___ RECORDS TO PROCESS

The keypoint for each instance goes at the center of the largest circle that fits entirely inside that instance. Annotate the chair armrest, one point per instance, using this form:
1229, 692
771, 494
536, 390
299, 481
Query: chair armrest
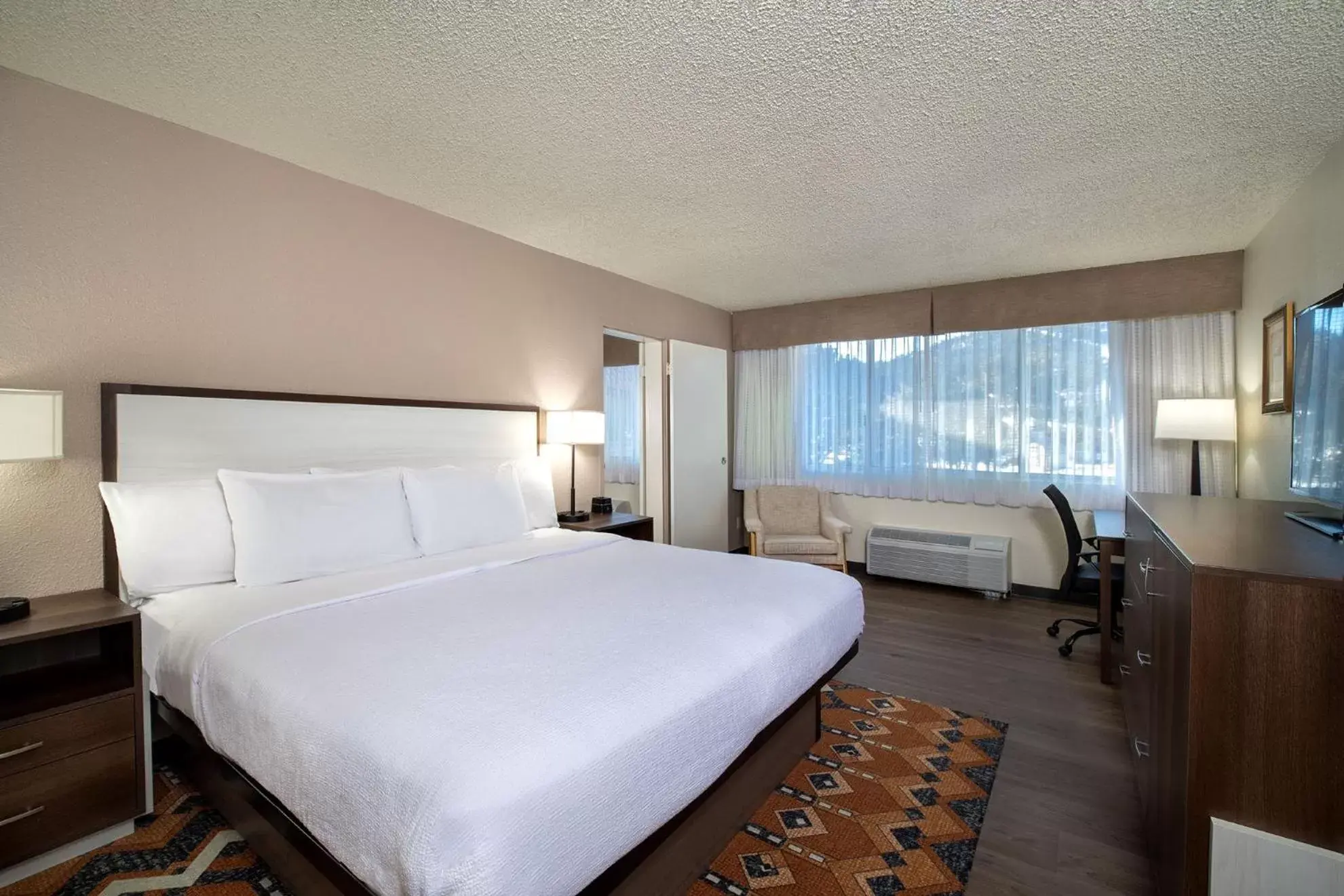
835, 528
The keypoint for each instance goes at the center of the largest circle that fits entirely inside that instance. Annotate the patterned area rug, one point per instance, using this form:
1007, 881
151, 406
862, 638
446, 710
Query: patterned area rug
889, 801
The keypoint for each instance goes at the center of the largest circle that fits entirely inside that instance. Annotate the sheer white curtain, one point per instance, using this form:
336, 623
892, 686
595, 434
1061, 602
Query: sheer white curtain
764, 437
621, 456
1178, 357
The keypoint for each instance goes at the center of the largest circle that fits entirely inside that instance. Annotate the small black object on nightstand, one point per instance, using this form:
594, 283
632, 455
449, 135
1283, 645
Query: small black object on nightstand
14, 609
632, 526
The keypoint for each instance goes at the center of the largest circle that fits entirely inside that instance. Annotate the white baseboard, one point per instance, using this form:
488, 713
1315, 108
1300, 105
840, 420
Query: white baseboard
1245, 861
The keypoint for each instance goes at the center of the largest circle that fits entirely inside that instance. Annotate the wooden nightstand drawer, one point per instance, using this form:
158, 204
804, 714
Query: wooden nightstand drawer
64, 734
61, 801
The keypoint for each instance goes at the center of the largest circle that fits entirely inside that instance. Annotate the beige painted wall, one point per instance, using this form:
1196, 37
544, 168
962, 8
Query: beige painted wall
135, 250
1297, 257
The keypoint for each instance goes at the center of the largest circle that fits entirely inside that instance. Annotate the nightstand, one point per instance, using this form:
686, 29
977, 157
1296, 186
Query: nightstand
632, 526
71, 730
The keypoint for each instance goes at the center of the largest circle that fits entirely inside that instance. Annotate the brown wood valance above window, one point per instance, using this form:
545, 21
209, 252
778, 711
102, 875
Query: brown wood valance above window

______

■ **PROBLEM DESCRIPTION**
Make an exact copy of every entry above, minus the images.

■ **ANSWER TO THE PROBLEM**
The keypoint for each instance goes at the center of the largest circle that fits entirely inside that instance. Annotate the chair armrest, one point per instance, using this form:
1229, 692
771, 494
536, 390
299, 481
Query: chair armrest
835, 528
The keypoint for each instance goes at the center of the largest circle that fits entirely inside that instance. Annotate the patterned area rug, one point per instance, using this form:
1007, 881
151, 406
862, 638
446, 710
Query: patterned area rug
889, 801
The keypoint for each instance goes at the center of the largest circle that fits entirely inside that instance. Annotate the sheer white curtain, one point per instance, using this form:
336, 623
892, 686
595, 434
1061, 602
Query: sheer white curtain
764, 437
621, 456
1178, 357
The keypoint for each instance goes at the center of the largest circle that fits entirely inside that instance. Annotate the small black object on nightstand, one point per instance, using this form:
594, 283
632, 455
449, 135
1283, 645
Query: small black object on nightstand
14, 609
632, 526
The keypoint for each instance goes at the center of the largest circle that fits entirely inside that instance. Annotate the white baseboard, one point per instance, using this form:
488, 713
1315, 108
1300, 105
840, 420
Query: white baseboard
1245, 861
The keypoint for each instance goes at the center of the largest circle that fits entirely inside that instance. Annotate the wooden nightstand drawer, one point per instance, using this form:
158, 204
804, 714
Query: wooden nightstand drawer
64, 734
61, 801
The keypoint for each instance goes at the center of the largest circle that fits entirely inside that instance. Annotate the beige painted wall, one point per instance, using this form:
1196, 37
544, 168
962, 8
Query: beige painted wall
135, 250
1297, 257
The keypoint for each instance goes at the center of the largest circle that fits entirely inside that instance. Annotate the nightstand, one point per instance, using this form:
686, 29
977, 157
1296, 186
Query: nightstand
632, 526
71, 730
The keypoint for each instance goes at the center of the largest circle that fits entirely inside that instance. Annotate the brown wood valance above window, one point per instance, using this form:
545, 21
209, 252
778, 711
102, 875
Query: brown wood valance above window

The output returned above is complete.